-- SUPPLIED TEXT --

Cheltenham Township Police Department was formed in February 1903 by the Township board of Commissioners. At the time of formation, there was one chief, and only seven officers. Since then, the force has expanded dramatically, operating with 86 members in the early 2000's. However, due to drastic budget cuts, the number of sworn personnel has dwindled to 76 in 2010-2011, and 70 in 2015. 2012 saw the Cheltenham Police Department's first layoffs in the Township's history, when 2 sworn members and 3 civilian employees were laid off due to Township budget shortfalls.

The Cheltenham Township Police Department started 2017 with only 67 sworn personnel, down 19 officers from the authorized force of 86 in the late 1990s into the early 2000s. However, as of 2020 the number has increased to 71 officers. Staffing was again cut in 2026, reducing the force to 69 officers.

==Divisions==
Cheltenham Police can be divided into three divisions: The Administrative Services and Professional Standards Division, the Detective Division, and the Patrol Division. Current total authorized staffing is one Chief, three Lieutenants, thirteen Sergeants and fifty four Police Officers.

===Administrative Services and Professional Standards Division===
The Administrative Services Division consists of one Lieutenant, three Sergeants, three Police Officers, and several Civilian staff. The Administrative Services & Professional Standards Division is made up of Sworn Personnel and nearly all of the department's Civilian non-sworn Employees (except for the Evidence Technician and the Chief's Administrative Assistant). Administration Services & Professional Standards Division responsibilities include receiving, processing, and investigating all citizen complaints, conducting all internal investigations, and serve as the Department’s liaison on all civil actions involving the Department. All Department wide mandatory training and all specialized training for our Officers are coordinated through the Administration Services & Professional Standards Division. Additionally, the Community Response Unit falls under this division. The Township's School Crossing Guards also fall under this division.

-- STUDY QUESTIONS --
a) According to the Cheltenham Township Police Department text, who formed the department?
b) Continue the Cheltenham Township Police Department text from the point where it stops.

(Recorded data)
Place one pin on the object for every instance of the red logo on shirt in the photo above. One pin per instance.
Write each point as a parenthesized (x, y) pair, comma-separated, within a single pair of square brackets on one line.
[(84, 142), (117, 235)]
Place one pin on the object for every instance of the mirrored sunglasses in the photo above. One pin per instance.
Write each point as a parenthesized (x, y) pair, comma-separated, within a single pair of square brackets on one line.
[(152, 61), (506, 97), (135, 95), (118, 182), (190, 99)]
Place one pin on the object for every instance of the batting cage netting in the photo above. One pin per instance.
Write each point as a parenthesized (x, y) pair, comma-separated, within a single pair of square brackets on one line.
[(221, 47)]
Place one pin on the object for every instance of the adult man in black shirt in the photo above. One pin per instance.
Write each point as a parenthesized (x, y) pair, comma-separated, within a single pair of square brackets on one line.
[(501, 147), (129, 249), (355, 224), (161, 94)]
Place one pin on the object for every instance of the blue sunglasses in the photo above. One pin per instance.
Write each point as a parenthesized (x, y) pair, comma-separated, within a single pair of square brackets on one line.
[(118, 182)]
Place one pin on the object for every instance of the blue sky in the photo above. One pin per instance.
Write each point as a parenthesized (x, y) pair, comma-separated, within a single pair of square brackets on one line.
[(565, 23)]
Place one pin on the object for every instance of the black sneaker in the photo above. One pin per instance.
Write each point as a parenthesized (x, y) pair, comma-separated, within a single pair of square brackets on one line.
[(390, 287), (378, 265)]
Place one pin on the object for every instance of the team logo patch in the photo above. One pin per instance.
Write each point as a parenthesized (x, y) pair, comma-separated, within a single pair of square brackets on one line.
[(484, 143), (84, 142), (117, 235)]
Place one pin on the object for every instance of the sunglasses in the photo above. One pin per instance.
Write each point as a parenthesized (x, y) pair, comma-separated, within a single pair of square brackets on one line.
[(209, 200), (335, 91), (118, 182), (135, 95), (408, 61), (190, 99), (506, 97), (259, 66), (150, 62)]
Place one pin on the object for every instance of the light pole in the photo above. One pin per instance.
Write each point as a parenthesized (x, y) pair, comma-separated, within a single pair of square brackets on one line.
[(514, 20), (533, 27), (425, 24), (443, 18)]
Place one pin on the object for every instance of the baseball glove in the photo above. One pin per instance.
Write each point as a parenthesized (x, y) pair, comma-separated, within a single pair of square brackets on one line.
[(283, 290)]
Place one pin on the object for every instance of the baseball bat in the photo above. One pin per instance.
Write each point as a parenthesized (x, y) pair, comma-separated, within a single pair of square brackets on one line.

-- ANSWERS FOR THE EXERCISE --
a) The Township board of Commissioners formed it in February 1903.

b)
===Detective Division===
The Detective Division consists of seven detectives, two Detective Sergeants, and one Detective Lieutenant Commander. The detectives work cooperatively with the police officers to solve crimes, in addition to working closely with the community. The Detectives are provided with state of the art equipment necessary to solve all cases.

===Patrol Division===
The Patrol Division is what comprises the majority of the police force. The Patrol Division is the first group that is notified in the case of an emergency. The Patrol Division consists of one Lieutenant, eight Street Supervisors, and forty Police Officers. Each team of two Supervisors manage one of four platoons. Nearly all of the Officers in the Patrol Division are trained in Crisis Intervention, and there are a number of Officers who are trained as Crime Scene Technicians who are capable of processing crime scenes for physical evidence.

===Special Units===
In addition to the divisions, the Cheltenham Police also includes several special units. The major units are:
- Animal Patrol
- Community Policing
- Drug Task Force
- Highway Safety
- K-9 Unit
- SWAT

==Auxiliary Police Unit==

The Auxiliary Police Unit was disbanded in the late 2010's.

The Cheltenham Auxiliary Police has 30 all-volunteer members, who support the Cheltenham Police. Although not armed, the Auxiliary police members are qualified to use police communications and vehicles when necessary. Auxiliary Police members can often be seen at parades, Concerts in the Park, the Township Harvest Festival, and other community events, to make sure they all run smoothly.